--- Task material ---

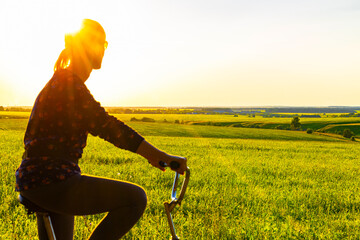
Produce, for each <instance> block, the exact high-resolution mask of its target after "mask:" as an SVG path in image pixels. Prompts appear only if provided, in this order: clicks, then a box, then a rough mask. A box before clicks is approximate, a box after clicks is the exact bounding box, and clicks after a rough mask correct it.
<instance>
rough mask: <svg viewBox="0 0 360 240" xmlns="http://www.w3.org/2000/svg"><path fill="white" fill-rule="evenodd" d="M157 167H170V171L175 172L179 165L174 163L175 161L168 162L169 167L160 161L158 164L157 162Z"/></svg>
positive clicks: (179, 165) (168, 165)
mask: <svg viewBox="0 0 360 240" xmlns="http://www.w3.org/2000/svg"><path fill="white" fill-rule="evenodd" d="M159 165H160V166H161V167H170V168H171V169H172V170H176V169H178V168H179V167H180V163H178V162H176V161H172V162H170V166H169V165H167V164H166V163H165V162H163V161H160V162H159Z"/></svg>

---

== Exercise goal ==
Could the data above be copied out exactly, with no pictures kept?

== Output below ==
Produce, for each <instance> block, the exact high-resolution mask of its target after "mask:" as an SVG path in image pixels. Prompts appear only if provided, in this order: clicks, then a box, then a rough mask. A box before clicks is approximate, a box after clicks is the exact bounding box, and clicks after a rough mask correct it.
<instance>
rough mask: <svg viewBox="0 0 360 240" xmlns="http://www.w3.org/2000/svg"><path fill="white" fill-rule="evenodd" d="M157 167H170V171L175 172L179 165L174 163L175 161L168 162L169 167L160 161L158 164L157 162Z"/></svg>
positive clicks: (179, 165) (168, 165)
mask: <svg viewBox="0 0 360 240" xmlns="http://www.w3.org/2000/svg"><path fill="white" fill-rule="evenodd" d="M159 165H160V166H161V167H170V168H171V169H172V170H176V169H178V168H179V167H180V163H178V162H176V161H172V162H170V166H169V165H167V164H166V163H165V162H163V161H160V162H159Z"/></svg>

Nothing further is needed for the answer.